→ QUESTIONS ON THE MATERIAL
(A) In the article on motherhood and decision-making, which journal published the rat research?
(B) Extend the article on motherhood and decision-making, starting after its final paragraph.

→ DOCUMENT EXTRACT
------------------------------------------------------------------------
We’ve always known Mama Bear mode was a real thing, but new research in rats confirms that when it comes to decision-making, being a mother will make you prioritize caring for your children over most everything else.
It’s not necessarily news to us mothers. We know that when it comes to decision-making, the second that little human is ours, we start looking at the world differently. Every decision we make takes their lives and consequences into account, and that sometimes even comes at the price of overlooking favorable decisions for ourselves.
But now, research published in eNeuro, the open-access journal of the Society For Neuroscience, confirms that the brain of a mom takes on changes when motherhood come along, and works strongly to attach decision-making to choices that prioritize their children.
Related: Meeting my Mama Bear
The researchers were investigating the role of motherhood when it comes to decision-making and the engagement of drug seeking-or using. As making decisions uses the prefrontal cortex and requires the brain to essentially weed out multiple streams of information to make the best choice, in mothers who use or were using cocaine, this may be affected. Cocaine and other drug use also affect the prefrontal cortex, making decision-making difficult when one’s priority is to continue to seek drugs.
------------------------------------------------------------------------
→ PROVIDED INFORMATION

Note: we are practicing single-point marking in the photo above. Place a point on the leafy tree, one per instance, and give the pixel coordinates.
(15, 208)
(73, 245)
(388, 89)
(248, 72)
------------------------------------------------------------------------
→ ANSWERS PER TASK
(A) eNeuro, the open-access journal of the Society For Neuroscience.

(B)
The research team wanted to see what would happen hypothetically if drug-using mothers had to choose between their drug-seeking or their new child, as cocaine use in postpartum women is a health problem that can tragically impact her ability to care for her child properly, not to mention have a life-long impact on both child and mother. They wanted to look at the impact of maternal motivation a mother has can help provide resistance to drug-seeking behavior and be a part of a highly effective therapy program.